Source text:

The area was in Staffordshire, until part was absorbed into Birmingham, then in Warwickshire, in 1928; the Aldridge side became part of Walsall Metropolitan Borough in 1974, when Walsall and Birmingham also became part of the West Midlands county.

In 1810, in A Complete History of the Druids, T G Lomax described the area:

At the declivity of very pleasingly diversified hills, near Quieslade, is a most delightful lake, by crossing the head of which, the admirer of variegated landscape will be amply rewarded by an agreeable range over the opposite hills, where the High-Wood and Barr Beacon present themselves to view; and by gradually climbing the first of these two summits, the south-east prospect becomes very rich and extensive; and the latter presents an unbounded panorama into fifteen counties, which PLOT, in his History of Staffordshire, has specified.

(the later being a reference to Robert Plot's Natural History of Staffordshire).

The area was mostly developed with private housing from the 1930s onwards, and is centred on the A4041 Queslett Road between West Bromwich and Sutton Coldfield, overlooked by Barr Beacon. A former sand quarry, on the site of William Booth's farm, was subsequently used for landfill. One half of the site is now Queslett Nature Reserve. The Moonstones, an artwork commemorating The Lunar Society, who met at nearby Great Barr Hall, stands in the grounds of a supermarket, on the site of the quarry's former office.

What to work on:
Answer these questions using the local history text.
(a) In what year was part of the area absorbed into Birmingham?
(b) According to the 1810 description, into how many counties does the panorama from Barr Beacon extend?
(c) What stands on the site of the former sand quarry's office?

Saved entries:
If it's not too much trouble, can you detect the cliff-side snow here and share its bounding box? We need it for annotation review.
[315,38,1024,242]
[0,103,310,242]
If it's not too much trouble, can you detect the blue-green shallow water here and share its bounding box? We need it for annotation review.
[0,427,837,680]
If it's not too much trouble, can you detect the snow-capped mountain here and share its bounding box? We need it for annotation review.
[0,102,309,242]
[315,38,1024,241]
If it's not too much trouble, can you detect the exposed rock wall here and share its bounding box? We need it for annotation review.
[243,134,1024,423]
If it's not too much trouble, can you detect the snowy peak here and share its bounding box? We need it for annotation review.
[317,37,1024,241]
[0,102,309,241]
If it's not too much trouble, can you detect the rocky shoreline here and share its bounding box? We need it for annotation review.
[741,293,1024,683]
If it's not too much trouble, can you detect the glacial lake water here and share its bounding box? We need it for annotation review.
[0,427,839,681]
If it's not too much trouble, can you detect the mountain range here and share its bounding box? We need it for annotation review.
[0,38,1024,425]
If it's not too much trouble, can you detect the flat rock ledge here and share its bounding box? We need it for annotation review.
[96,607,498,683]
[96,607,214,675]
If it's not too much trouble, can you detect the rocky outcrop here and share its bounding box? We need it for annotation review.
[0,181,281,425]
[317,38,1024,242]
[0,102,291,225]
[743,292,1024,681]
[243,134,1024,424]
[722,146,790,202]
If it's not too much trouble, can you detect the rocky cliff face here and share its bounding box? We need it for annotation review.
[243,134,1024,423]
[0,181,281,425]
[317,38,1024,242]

Reply:
(a) 1928
(b) Fifteen
(c) The Moonstones, an artwork commemorating The Lunar Society